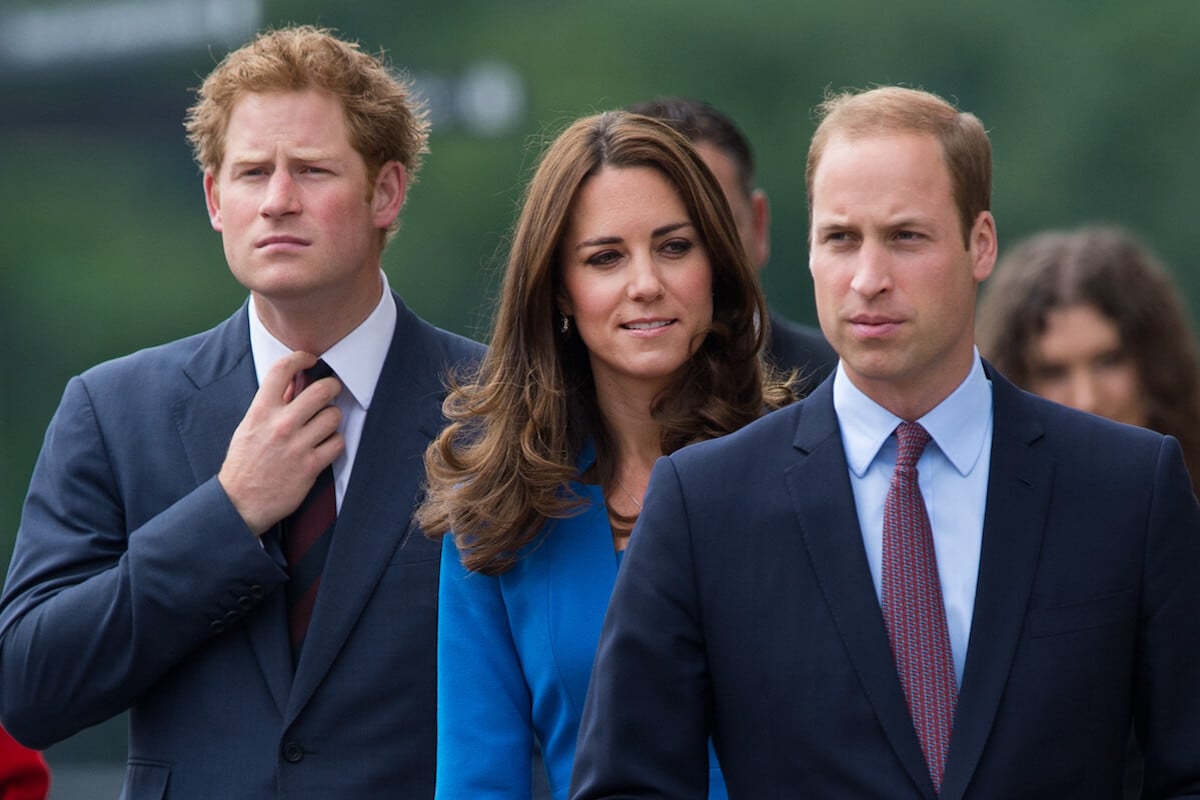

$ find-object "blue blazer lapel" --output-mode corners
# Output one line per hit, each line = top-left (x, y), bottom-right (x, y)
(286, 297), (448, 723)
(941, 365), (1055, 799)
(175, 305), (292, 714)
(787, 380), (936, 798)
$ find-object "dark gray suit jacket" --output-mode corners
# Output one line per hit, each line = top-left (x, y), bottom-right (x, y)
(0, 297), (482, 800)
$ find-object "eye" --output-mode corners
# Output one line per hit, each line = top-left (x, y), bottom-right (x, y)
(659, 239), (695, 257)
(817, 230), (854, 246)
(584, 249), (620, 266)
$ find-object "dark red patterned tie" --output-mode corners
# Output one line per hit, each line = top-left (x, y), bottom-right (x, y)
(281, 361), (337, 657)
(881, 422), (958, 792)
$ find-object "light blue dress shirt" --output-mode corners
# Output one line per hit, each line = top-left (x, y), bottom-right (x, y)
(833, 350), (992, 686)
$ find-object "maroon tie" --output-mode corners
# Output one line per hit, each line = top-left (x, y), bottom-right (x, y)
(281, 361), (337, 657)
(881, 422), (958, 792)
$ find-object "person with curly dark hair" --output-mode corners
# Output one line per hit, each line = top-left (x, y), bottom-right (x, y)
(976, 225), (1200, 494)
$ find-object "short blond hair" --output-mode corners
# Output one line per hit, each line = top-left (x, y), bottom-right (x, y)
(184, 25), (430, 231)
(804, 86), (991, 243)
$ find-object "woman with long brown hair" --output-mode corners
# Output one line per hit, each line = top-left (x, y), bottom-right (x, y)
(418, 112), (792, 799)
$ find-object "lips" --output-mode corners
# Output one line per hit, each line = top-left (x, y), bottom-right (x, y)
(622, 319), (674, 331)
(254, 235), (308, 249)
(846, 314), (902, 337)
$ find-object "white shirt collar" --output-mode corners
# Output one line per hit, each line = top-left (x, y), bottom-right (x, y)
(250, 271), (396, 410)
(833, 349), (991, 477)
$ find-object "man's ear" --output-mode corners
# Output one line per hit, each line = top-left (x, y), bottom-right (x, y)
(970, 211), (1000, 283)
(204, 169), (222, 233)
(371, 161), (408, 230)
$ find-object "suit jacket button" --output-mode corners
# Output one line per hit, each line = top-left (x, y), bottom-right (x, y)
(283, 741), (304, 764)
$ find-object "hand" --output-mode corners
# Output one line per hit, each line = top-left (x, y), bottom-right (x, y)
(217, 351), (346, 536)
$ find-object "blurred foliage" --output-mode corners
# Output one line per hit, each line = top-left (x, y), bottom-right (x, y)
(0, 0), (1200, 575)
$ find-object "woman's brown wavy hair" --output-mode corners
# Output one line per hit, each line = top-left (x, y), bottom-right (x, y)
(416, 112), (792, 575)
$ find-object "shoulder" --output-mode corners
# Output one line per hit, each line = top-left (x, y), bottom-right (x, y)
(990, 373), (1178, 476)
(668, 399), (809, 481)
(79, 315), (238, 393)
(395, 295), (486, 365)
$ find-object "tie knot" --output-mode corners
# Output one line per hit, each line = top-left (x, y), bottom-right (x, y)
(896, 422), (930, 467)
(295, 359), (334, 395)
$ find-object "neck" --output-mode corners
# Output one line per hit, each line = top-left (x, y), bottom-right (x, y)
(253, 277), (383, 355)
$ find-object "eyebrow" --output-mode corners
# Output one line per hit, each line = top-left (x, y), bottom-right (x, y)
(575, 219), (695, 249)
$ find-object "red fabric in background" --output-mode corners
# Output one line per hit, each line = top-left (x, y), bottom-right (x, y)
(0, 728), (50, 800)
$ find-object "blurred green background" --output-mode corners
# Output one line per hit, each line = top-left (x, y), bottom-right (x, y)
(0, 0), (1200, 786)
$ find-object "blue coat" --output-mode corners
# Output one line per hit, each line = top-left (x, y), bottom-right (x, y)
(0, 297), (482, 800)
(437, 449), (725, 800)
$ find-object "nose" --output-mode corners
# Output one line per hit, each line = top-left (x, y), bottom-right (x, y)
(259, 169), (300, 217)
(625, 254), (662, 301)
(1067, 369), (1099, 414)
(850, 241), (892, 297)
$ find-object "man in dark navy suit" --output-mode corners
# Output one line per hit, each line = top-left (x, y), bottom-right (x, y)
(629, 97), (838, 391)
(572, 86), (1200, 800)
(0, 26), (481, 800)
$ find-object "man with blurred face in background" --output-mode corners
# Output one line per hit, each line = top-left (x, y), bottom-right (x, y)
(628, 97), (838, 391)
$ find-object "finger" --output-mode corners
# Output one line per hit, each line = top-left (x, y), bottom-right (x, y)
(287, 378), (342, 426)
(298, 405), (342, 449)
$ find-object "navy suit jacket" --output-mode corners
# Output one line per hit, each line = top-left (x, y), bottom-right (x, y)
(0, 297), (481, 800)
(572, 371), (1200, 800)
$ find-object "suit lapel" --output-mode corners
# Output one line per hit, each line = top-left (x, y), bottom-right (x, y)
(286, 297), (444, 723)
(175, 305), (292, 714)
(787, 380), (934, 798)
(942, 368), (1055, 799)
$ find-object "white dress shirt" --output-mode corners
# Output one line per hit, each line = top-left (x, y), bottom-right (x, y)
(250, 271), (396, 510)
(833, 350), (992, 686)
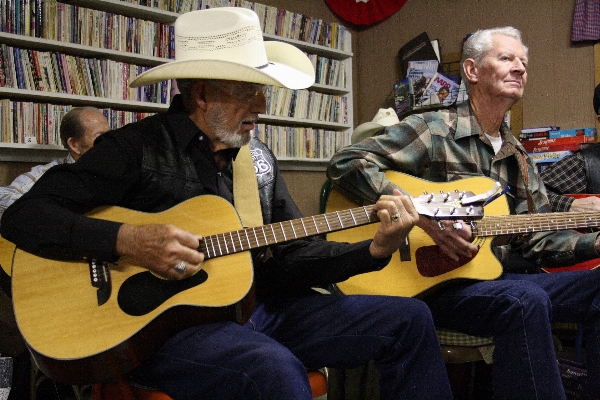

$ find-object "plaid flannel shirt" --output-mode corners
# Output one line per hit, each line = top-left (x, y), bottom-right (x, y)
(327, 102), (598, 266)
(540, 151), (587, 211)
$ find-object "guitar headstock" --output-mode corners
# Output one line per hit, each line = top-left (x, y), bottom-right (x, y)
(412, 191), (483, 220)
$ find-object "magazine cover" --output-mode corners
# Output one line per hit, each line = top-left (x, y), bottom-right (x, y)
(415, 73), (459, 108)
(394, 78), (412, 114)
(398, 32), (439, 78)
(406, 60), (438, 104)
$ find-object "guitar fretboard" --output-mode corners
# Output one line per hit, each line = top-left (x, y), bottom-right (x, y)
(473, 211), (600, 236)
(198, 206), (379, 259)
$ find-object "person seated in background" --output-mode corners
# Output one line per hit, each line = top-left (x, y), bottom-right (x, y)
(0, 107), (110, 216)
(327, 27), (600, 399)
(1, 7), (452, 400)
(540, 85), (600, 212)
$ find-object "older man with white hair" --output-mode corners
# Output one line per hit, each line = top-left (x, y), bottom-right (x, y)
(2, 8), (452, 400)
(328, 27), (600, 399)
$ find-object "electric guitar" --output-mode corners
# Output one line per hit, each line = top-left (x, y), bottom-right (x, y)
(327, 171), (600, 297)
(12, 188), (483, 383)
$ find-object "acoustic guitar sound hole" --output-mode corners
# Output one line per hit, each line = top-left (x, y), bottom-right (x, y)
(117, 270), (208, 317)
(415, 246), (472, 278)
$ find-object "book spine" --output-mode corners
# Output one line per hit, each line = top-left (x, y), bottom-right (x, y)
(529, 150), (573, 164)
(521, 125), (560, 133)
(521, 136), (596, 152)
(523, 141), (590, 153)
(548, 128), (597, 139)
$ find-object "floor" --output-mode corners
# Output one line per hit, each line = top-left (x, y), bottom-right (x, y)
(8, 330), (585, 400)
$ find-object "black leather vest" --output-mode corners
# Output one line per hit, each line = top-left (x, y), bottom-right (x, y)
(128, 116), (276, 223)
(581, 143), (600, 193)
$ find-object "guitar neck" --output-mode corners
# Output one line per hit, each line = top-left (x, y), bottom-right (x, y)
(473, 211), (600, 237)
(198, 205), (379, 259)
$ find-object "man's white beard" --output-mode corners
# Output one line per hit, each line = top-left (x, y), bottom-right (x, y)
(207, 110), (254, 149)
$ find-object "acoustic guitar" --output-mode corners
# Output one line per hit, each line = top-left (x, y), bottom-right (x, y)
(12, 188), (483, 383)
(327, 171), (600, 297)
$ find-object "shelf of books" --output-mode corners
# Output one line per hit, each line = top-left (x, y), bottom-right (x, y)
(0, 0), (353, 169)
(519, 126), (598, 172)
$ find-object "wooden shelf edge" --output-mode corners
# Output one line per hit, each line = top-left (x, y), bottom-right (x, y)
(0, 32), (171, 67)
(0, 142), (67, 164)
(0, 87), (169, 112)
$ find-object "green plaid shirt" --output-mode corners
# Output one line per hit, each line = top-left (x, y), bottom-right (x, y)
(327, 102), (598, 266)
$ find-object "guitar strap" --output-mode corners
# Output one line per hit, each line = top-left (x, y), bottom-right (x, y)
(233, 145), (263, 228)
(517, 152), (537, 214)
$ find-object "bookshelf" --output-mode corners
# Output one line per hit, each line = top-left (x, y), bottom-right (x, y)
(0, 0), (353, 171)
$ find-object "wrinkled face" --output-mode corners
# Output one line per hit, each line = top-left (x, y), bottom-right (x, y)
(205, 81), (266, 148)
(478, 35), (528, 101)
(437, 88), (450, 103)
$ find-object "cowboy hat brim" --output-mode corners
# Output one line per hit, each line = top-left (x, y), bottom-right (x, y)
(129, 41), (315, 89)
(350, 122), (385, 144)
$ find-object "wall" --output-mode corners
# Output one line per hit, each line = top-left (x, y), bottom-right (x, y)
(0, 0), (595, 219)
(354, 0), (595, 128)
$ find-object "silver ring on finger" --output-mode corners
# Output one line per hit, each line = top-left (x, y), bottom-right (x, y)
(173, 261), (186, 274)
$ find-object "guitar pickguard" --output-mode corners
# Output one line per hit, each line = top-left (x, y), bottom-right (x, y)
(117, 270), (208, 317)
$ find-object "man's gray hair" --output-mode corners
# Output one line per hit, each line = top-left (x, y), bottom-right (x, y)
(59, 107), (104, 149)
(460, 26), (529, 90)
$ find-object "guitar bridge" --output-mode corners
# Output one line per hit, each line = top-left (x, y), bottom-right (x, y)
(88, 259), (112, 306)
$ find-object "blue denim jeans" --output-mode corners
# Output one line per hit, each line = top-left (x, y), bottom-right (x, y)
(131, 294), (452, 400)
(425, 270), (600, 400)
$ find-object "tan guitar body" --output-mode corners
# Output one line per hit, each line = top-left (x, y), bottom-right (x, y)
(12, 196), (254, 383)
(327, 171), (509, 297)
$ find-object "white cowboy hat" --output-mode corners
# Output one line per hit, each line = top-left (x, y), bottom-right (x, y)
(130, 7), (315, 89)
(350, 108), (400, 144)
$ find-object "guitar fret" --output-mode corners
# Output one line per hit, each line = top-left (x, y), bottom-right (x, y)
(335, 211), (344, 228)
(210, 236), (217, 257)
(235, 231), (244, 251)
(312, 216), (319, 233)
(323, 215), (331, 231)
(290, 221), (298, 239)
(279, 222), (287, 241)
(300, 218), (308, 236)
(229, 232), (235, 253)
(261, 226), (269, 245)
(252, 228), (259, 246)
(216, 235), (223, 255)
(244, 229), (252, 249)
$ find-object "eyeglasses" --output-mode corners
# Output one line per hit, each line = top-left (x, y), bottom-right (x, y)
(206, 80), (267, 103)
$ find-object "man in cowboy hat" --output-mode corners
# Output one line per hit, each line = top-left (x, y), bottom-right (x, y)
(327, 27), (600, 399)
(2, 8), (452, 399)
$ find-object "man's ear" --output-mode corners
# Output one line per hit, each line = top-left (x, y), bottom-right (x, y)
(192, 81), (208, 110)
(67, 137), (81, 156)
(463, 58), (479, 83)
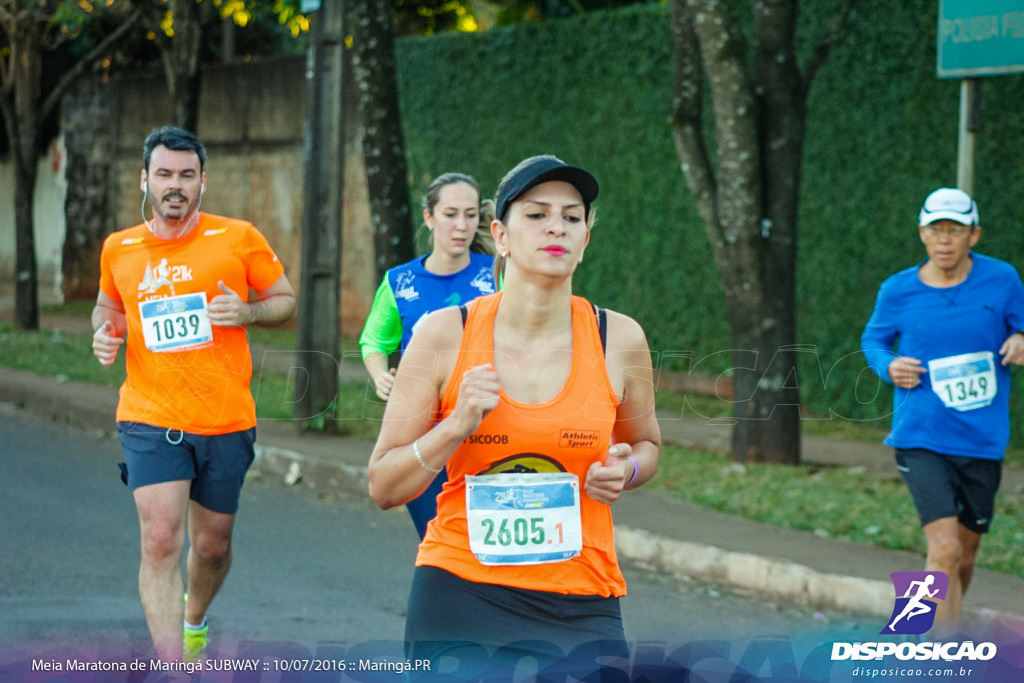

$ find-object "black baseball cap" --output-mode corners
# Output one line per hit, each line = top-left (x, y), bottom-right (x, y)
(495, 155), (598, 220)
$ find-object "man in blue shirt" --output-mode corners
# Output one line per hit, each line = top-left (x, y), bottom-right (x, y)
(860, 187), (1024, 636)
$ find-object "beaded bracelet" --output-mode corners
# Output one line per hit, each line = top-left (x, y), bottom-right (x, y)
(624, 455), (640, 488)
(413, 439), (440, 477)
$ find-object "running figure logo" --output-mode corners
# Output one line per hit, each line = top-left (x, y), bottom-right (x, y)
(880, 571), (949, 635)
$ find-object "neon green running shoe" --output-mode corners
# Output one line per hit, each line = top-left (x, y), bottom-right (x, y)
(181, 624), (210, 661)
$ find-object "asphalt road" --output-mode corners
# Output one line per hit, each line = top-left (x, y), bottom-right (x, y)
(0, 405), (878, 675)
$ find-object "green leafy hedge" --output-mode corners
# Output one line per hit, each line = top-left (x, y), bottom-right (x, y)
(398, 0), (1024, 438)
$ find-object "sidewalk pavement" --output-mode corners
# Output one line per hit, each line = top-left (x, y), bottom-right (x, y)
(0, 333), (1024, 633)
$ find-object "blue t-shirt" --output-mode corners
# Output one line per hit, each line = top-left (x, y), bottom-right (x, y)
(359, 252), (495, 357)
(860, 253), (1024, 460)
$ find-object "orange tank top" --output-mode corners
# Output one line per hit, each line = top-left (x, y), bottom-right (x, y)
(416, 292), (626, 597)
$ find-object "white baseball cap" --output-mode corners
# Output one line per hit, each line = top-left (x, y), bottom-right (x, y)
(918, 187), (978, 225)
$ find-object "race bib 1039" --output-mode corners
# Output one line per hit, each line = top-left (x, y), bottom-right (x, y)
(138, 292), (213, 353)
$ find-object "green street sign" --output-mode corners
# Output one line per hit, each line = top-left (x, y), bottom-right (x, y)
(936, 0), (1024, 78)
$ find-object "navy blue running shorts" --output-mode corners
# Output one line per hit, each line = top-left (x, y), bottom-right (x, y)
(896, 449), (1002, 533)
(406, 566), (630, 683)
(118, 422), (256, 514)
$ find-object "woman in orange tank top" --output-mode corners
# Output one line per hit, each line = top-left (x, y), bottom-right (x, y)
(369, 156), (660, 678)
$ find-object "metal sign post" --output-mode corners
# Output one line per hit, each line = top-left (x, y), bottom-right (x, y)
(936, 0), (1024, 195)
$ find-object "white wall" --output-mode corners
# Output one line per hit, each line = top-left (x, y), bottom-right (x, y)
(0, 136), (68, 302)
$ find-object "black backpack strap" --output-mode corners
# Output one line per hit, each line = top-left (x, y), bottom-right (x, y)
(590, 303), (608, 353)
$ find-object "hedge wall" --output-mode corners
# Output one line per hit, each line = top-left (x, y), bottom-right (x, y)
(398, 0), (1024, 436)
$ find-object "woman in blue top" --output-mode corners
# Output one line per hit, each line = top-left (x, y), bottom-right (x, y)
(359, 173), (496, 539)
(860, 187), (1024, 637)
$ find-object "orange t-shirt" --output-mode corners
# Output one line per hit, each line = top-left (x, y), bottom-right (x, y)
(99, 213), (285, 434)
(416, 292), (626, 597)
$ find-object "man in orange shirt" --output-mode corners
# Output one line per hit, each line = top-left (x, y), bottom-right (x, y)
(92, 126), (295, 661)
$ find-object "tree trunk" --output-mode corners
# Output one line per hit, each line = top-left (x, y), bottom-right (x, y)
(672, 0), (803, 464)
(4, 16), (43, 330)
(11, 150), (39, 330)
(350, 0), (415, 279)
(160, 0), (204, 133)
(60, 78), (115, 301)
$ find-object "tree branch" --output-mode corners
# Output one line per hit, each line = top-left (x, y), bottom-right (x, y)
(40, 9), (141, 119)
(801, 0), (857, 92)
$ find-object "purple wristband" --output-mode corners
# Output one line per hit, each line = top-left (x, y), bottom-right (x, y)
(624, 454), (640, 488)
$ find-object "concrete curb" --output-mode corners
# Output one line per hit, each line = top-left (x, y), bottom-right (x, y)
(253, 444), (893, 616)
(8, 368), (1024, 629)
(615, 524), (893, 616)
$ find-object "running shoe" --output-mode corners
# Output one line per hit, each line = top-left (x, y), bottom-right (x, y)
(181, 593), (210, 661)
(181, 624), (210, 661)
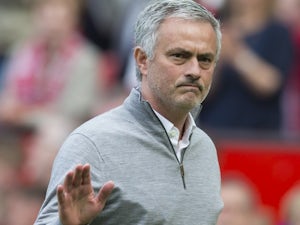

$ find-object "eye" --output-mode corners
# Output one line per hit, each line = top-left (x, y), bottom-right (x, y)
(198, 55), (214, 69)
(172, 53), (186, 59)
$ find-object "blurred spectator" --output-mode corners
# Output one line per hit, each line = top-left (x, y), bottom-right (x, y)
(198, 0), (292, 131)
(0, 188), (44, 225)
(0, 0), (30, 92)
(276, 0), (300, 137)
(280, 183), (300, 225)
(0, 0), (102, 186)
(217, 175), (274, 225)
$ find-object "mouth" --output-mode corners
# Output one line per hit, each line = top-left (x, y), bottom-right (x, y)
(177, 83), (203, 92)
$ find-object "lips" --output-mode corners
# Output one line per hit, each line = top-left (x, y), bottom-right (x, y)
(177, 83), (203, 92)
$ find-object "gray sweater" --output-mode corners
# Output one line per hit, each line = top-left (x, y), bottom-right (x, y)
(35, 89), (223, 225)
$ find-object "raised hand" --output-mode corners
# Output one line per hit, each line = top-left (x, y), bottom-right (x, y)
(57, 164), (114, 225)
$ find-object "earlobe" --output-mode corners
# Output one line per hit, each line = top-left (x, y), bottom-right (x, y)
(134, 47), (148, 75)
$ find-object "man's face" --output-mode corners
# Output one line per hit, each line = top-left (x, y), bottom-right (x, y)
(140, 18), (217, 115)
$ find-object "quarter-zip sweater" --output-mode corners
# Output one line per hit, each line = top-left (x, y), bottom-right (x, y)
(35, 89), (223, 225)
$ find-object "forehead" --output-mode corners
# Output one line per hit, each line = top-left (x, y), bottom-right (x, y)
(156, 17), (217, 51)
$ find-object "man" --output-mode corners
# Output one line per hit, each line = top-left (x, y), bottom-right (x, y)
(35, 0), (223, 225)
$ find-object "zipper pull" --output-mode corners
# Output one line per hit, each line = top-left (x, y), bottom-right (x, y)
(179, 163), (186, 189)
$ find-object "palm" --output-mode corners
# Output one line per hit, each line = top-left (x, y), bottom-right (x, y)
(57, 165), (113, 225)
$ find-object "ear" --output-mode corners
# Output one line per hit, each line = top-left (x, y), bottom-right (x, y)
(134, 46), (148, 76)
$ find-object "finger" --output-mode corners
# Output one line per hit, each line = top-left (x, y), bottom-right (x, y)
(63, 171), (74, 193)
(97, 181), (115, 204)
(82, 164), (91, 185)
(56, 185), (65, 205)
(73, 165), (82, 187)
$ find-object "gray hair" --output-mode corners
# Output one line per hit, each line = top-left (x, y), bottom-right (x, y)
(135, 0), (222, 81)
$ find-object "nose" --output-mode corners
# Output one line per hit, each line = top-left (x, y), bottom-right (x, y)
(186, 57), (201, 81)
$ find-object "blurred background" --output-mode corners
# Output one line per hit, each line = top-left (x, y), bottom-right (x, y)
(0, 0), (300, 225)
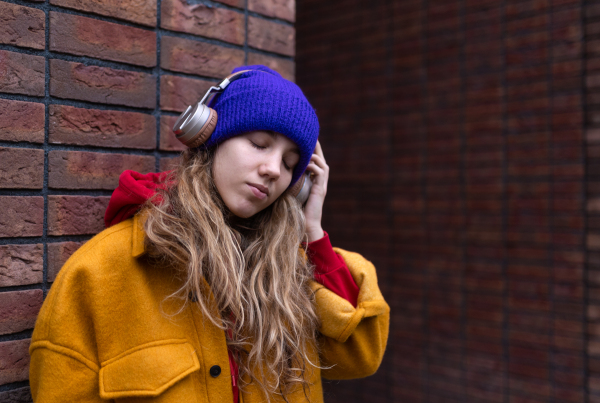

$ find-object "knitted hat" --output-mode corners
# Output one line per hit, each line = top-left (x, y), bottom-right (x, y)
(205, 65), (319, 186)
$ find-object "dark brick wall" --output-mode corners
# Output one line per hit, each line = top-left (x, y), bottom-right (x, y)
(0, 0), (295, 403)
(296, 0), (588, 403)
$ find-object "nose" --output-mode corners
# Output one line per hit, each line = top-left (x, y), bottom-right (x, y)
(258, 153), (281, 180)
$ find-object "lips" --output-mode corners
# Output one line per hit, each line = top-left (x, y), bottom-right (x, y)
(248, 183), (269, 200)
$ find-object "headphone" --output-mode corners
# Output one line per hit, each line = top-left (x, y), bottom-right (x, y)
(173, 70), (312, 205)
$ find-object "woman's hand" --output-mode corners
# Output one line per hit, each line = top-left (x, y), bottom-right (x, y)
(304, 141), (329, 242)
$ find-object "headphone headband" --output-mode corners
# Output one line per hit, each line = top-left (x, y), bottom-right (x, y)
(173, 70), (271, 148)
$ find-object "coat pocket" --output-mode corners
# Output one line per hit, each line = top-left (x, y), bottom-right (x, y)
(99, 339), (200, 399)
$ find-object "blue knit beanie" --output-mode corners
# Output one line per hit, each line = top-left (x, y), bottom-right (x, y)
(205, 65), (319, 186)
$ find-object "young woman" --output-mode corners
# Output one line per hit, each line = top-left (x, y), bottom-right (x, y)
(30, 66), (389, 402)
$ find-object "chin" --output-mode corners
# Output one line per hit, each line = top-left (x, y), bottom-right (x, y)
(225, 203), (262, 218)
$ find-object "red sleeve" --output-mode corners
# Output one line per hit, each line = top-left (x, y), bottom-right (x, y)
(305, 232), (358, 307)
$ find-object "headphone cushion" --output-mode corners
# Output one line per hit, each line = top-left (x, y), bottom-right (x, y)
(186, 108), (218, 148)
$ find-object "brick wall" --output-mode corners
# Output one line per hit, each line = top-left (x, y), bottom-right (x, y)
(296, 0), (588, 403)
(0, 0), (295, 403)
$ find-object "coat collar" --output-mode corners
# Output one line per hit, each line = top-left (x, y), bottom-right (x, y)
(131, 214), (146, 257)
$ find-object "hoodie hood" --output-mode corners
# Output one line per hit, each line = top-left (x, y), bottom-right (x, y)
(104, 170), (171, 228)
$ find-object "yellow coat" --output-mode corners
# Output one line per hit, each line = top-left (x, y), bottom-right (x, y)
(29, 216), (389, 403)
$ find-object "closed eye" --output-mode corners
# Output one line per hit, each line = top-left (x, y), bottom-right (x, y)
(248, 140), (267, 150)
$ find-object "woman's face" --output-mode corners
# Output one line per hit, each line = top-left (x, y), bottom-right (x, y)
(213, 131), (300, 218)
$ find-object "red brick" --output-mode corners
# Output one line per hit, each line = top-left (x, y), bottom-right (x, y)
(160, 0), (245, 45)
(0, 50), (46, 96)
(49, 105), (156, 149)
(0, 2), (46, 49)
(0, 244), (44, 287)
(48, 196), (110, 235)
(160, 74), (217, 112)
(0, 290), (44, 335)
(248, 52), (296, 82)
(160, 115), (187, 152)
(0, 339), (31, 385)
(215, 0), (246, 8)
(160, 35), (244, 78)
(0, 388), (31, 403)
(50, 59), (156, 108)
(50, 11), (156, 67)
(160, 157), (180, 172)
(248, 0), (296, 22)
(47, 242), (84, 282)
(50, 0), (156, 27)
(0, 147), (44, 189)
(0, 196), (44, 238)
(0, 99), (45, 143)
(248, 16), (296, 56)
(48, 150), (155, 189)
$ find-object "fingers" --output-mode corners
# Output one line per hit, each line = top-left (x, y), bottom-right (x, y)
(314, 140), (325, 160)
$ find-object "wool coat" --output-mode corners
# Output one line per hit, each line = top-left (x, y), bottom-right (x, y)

• _What the task requires_: How many lines of the material above contain the string "strap"? Reply with the number only.

• _The answer_: 2